What you should do: Which lines in the records below include the word "turtle"? Report each of them in full.

Data under study:
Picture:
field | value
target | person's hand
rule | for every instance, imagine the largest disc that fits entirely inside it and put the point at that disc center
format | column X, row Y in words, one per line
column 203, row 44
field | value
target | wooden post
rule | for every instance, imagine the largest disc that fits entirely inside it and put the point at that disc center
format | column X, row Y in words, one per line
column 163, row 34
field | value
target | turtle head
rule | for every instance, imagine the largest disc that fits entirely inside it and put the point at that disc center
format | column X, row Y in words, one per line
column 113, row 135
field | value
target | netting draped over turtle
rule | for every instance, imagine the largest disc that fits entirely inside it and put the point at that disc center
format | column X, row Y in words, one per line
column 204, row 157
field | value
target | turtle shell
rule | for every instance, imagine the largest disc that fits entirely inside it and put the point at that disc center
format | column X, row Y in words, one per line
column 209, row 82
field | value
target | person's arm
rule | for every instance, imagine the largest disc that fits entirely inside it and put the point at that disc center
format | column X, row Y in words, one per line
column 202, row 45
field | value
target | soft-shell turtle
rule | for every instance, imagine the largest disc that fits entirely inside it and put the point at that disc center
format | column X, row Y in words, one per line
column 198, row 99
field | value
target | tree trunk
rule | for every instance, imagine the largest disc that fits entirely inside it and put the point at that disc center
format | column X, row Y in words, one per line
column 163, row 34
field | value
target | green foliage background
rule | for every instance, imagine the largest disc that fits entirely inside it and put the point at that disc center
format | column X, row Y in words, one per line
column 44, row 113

--

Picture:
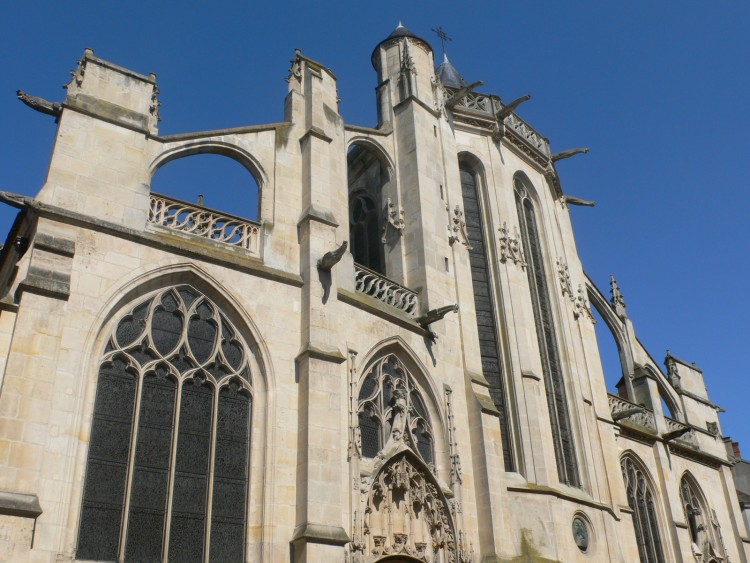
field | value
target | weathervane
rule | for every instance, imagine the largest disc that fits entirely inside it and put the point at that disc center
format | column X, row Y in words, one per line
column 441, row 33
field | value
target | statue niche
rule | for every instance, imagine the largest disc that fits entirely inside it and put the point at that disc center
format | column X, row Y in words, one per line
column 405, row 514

Solution to the problem:
target | turtle head
target | netting draped over turtle
target | turtle shell
target | soft-shell turtle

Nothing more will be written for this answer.